--- Data listing ---

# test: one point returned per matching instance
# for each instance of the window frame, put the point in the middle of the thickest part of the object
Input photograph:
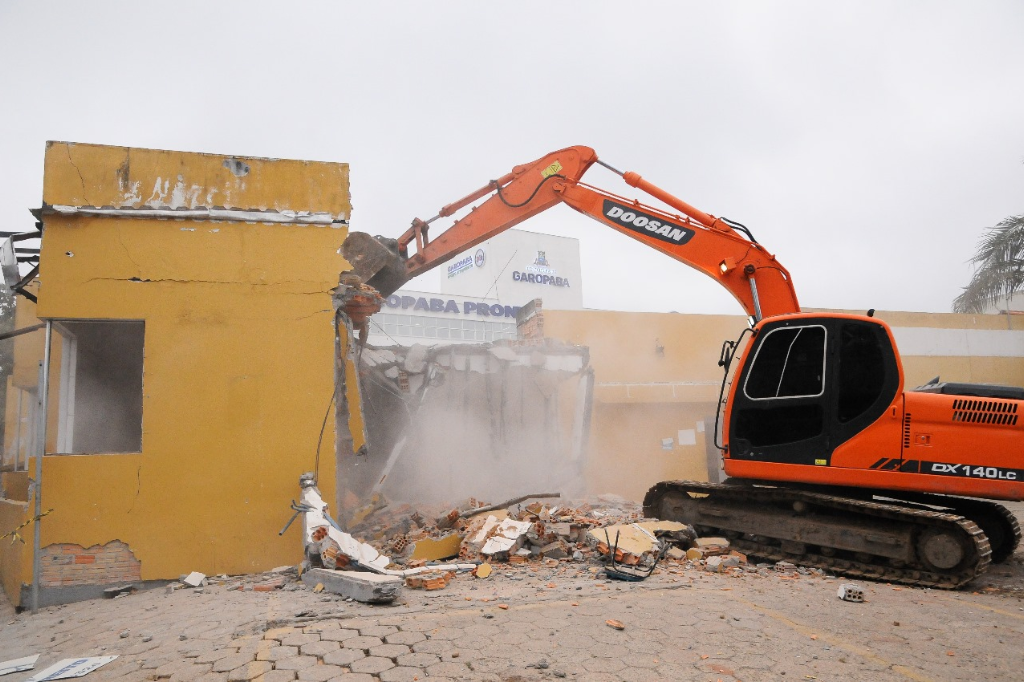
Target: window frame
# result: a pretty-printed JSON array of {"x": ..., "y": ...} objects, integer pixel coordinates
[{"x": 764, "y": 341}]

---

▸ The task: Convert the items above into a two-column CSV with the header columns instruction and points, one row per item: the item's text goes in instruction and its answer goes in points. Put each field in double quotes, replace line breaks with spaces, and leave out the pictures.

▸ Complete response:
instruction,points
"# test: one point returned per matching instance # for each instance of the window frame, put the point in the middle of the thickest part of the object Input photograph: Target: window frame # result: a pretty-printed JSON array of {""x"": ..., ""y"": ...} objects, integer pixel coordinates","[{""x"": 764, ""y"": 341}]"